───── Source extract
Tags

, , ,

Got this idea from Mello stock slam.  I quite like it, bought a just under 3% weight at 42.9 earlier in the week.

This is a Bangladeshi Generic Pharma GDR listed on AIM.  There is a substantial discount to the listed Bangladeshi co which is trading at the UK equivalent of 74p – a c40% discount to the Bangladeshi company.

There have been lots of fly-by night overseas domiciled companies on AIM.  I don’t think this is one of them.  Firstly the sector is pharma – highly sensitive and regulated – not the ideal place to operate a scam.  Secondly, the company was founded in 1974 – so it has been going quite a while.  This is one of the biggest / most liquid companies in Bangladesh.

There is a decent dividend yield here – c4-5% probably, based on my very rough estimates.  Earnings for Q1 were significantly up YoY.  I see several quarters of rising revenue being followed by rising earnings, at a low PE – at least on the UK listed stock it is at a likely forward PE of 5/6.  This is based on them doing in Q2-4 what they did in Q1 with no more growth in earnings.  There is a law in Bangladesh mandating that they pay out 30% earnings in dividend. I believe it varies year to year.  I actually believe this is a very good thing – though others would debate it.  A regular dividend is a good indication that the company is real / not fraudulent, though I acknowledge it is slightly sub-optimal financially. There is some debt here but a good book value.

The stocks are not fungible with the Bangladeshi stocks – apparently due to capital controls.  I find this hard to believe as by converting an AIM GDR to Bangladesh you are effectively bringing money in, not out, though unless you want to keep your money in Bangladesh you need to get it out somehow. I haven’t made any headway in progressing this – and to be honest, will keep it quiet if I do.  I have also heard the Bangladesh authorities need to do something but that they have been unable to, do due to political chaos. The shares are entirely equivalent to the Bangladeshi shares they are just a lot cheaper – its quite a positive thing that locals who know/understand a company price a share more highly than foreigners, who likely don’t know it quite as well.
──────────
───── Provided data
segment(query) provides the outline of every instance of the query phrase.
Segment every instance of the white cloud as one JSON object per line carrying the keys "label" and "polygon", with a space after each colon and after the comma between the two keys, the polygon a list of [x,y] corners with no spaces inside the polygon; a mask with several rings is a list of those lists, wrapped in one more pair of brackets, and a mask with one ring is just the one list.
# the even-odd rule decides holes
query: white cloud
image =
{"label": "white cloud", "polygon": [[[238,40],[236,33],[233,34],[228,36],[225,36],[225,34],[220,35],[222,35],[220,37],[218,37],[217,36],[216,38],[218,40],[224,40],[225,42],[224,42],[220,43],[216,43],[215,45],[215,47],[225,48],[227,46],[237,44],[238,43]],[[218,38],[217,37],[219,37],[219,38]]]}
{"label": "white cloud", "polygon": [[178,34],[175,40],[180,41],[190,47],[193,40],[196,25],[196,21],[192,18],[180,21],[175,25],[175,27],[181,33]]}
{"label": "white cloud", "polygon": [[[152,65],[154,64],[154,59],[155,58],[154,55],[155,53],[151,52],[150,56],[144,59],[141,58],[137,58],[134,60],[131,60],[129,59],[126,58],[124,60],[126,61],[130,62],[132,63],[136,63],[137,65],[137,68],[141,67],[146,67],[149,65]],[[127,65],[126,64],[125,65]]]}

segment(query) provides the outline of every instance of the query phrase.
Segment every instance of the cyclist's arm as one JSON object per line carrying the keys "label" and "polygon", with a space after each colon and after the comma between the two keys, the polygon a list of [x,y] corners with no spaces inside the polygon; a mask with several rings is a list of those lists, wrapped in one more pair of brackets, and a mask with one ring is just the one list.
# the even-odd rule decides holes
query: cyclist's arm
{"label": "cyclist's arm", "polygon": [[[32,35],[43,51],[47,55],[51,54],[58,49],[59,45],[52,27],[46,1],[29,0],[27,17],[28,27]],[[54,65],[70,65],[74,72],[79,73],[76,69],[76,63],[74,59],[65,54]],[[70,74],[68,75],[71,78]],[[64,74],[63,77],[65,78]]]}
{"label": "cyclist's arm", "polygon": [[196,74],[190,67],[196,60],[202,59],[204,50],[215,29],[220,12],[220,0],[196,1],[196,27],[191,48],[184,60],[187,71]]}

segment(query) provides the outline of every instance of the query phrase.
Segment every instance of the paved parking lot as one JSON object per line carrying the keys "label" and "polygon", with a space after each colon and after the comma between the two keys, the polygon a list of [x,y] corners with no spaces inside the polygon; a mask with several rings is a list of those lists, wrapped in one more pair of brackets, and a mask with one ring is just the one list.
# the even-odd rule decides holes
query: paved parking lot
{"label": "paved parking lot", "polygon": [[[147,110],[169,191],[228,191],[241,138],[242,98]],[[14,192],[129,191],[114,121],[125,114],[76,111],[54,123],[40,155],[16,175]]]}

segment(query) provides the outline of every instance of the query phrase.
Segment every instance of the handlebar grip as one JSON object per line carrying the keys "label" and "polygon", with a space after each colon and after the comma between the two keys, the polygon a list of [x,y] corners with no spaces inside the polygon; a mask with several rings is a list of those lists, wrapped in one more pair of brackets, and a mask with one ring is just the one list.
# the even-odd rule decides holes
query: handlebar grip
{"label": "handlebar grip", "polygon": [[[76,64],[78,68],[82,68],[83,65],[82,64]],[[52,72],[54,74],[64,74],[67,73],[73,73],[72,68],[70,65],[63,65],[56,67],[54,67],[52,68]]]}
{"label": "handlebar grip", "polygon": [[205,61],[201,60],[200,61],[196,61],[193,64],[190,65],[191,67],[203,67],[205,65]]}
──────────
───── Provided data
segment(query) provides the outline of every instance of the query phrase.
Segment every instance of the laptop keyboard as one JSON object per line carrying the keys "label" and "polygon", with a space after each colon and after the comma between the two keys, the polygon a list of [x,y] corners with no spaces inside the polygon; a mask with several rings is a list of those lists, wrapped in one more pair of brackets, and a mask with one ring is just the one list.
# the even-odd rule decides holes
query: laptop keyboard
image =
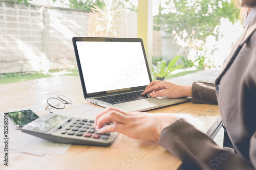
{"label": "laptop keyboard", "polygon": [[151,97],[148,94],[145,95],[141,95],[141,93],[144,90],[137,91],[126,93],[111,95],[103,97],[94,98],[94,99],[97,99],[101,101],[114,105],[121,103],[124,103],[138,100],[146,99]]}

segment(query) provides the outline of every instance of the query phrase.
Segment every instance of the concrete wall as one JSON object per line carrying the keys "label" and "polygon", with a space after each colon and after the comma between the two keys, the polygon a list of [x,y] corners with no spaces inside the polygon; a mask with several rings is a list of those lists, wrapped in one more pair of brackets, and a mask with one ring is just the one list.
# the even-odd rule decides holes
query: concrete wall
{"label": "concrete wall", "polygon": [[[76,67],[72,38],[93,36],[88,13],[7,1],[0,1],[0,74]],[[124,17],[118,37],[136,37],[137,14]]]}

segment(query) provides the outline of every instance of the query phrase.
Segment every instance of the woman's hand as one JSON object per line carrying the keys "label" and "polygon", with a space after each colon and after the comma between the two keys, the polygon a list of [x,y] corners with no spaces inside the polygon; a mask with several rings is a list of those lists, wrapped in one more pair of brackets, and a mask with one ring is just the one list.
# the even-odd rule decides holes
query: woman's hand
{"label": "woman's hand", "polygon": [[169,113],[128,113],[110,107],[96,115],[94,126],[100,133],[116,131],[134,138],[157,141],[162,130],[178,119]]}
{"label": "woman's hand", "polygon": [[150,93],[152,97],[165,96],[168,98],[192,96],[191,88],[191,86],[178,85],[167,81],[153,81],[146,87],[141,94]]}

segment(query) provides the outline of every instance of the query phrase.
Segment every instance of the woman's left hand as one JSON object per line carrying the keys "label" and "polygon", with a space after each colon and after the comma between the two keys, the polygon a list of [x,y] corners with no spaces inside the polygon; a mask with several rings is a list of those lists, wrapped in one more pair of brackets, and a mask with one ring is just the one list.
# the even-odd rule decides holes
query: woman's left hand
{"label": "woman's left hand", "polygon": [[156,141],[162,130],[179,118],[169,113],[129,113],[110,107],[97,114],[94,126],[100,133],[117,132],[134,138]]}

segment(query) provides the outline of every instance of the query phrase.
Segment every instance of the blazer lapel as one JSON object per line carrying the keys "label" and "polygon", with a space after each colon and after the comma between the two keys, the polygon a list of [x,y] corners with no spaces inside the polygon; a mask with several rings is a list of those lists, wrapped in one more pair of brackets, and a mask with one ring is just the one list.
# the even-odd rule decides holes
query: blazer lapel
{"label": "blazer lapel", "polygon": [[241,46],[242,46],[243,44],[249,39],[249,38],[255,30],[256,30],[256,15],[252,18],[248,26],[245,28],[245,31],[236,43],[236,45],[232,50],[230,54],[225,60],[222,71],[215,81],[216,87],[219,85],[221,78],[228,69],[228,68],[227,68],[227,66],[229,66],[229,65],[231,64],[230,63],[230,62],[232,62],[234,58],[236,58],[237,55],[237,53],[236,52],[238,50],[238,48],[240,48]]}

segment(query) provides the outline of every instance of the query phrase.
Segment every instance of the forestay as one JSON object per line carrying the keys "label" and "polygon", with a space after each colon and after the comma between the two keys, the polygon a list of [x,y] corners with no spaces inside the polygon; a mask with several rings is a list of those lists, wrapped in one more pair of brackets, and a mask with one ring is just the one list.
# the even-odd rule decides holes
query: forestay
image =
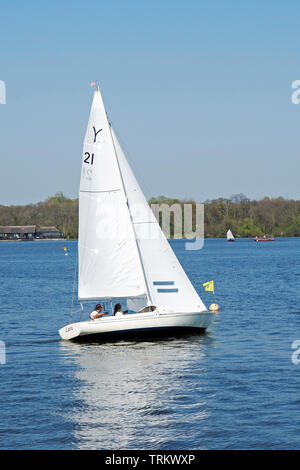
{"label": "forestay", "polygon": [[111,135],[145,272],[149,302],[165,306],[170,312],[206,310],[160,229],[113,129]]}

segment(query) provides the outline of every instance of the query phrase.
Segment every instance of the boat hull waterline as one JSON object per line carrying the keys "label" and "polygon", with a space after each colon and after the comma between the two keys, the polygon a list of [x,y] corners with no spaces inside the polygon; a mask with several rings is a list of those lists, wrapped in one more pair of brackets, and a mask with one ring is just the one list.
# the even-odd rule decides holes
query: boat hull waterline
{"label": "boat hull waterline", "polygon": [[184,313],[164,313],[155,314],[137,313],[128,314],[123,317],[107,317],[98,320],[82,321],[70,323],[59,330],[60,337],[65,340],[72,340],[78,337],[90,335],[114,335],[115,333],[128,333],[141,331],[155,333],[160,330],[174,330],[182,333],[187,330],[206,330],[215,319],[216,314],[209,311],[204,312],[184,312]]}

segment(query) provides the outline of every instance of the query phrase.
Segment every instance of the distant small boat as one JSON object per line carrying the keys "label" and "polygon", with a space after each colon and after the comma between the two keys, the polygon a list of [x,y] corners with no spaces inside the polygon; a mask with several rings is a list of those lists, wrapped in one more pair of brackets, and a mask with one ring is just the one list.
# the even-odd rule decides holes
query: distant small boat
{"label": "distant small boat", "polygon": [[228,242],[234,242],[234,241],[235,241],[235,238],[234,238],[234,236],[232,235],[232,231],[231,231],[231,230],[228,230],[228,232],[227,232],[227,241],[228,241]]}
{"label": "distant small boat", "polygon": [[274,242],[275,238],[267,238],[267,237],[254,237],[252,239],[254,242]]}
──────────
───── Provided data
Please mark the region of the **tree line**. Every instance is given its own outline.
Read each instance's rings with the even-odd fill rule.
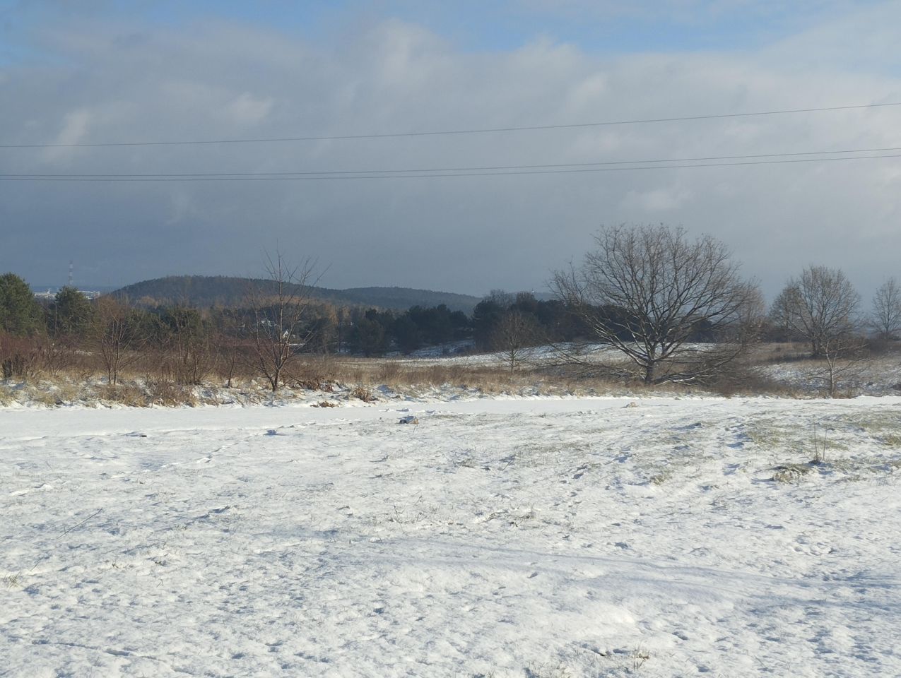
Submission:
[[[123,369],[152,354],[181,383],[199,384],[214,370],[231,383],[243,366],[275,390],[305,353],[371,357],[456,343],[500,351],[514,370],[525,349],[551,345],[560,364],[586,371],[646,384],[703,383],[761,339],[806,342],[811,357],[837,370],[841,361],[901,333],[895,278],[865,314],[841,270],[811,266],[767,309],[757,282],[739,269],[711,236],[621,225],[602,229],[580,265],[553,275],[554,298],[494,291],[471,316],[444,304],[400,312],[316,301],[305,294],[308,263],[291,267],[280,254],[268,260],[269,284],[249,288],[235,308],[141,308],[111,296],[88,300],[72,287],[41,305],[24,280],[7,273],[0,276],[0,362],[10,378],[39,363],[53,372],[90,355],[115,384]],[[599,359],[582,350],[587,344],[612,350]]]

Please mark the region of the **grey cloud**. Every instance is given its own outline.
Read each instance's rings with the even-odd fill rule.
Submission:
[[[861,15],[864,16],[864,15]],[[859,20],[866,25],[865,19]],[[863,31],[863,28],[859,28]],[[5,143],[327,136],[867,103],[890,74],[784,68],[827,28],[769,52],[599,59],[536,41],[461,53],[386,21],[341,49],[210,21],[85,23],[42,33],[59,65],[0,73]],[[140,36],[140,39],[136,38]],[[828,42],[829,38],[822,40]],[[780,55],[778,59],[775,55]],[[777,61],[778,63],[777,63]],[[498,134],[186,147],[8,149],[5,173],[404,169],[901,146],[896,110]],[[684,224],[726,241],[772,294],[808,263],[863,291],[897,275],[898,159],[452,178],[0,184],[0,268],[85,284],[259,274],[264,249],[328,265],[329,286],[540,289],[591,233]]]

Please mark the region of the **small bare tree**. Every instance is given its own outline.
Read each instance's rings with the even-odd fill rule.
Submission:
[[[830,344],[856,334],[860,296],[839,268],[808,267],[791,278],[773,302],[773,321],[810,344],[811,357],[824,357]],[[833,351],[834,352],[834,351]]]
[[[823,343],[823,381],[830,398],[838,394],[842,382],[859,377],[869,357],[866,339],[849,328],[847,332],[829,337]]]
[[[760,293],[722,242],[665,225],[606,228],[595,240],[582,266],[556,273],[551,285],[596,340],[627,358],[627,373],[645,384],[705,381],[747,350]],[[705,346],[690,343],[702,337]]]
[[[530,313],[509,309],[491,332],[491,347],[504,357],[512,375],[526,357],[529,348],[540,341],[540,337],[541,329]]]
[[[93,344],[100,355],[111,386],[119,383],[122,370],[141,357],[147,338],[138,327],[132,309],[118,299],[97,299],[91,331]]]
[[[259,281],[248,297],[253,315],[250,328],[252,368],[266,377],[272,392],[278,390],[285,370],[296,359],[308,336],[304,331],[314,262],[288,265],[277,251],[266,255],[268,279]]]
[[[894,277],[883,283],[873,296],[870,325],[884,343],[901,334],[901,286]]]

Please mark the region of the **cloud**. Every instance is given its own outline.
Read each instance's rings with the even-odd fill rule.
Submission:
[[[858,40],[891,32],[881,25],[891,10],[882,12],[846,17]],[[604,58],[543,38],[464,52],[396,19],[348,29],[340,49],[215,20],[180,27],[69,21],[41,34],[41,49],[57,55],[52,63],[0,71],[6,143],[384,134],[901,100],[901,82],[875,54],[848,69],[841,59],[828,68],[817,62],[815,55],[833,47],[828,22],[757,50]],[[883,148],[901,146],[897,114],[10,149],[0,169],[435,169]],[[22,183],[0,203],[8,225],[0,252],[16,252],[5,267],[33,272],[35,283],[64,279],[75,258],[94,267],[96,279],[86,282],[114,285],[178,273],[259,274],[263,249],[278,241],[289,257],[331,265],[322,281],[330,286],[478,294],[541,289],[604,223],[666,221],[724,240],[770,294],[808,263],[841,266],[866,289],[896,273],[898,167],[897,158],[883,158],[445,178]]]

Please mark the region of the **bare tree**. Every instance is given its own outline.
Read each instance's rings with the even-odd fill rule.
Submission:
──────────
→ **Task goal**: Reproduce the part of the post on the Bangladeshi pharma GDR that begins at the words "This is a Bangladeshi" and stops after "the Bangladeshi company.". Nothing in the listing is needed for this work.

→ **Finished task**:
This is a Bangladeshi Generic Pharma GDR listed on AIM.  There is a substantial discount to the listed Bangladeshi co which is trading at the UK equivalent of 74p – a c40% discount to the Bangladeshi company.